--- Work instruction ---
Wherever "chain" appears in a line of the listing, report that line.
### Source records
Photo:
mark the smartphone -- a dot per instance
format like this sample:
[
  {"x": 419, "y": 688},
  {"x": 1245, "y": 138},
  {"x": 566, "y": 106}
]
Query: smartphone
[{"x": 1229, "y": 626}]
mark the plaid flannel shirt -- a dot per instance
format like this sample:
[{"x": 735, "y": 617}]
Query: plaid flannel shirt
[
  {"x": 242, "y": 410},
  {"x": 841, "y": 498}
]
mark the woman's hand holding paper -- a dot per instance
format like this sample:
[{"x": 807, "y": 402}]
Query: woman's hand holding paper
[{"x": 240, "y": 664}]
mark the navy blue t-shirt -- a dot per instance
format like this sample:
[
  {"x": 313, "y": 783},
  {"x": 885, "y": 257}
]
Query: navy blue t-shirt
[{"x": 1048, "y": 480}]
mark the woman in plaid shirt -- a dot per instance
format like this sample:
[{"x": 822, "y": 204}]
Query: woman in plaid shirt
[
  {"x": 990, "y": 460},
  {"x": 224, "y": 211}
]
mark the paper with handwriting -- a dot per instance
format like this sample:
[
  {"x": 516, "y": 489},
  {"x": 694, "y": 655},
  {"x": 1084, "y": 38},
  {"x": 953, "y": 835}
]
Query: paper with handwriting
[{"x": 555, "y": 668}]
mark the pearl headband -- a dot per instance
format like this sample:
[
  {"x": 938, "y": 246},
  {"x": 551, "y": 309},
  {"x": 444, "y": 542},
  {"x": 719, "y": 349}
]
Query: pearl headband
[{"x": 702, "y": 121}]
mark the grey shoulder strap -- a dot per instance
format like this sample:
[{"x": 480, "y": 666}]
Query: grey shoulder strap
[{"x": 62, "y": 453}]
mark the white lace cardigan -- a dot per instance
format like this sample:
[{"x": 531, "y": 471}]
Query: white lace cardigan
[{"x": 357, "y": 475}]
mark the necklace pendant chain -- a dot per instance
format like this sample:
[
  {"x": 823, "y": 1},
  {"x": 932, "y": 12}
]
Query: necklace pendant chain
######
--- Your solution ---
mark the necklace pendant chain -- a dot per instance
Query: necklace pendant chain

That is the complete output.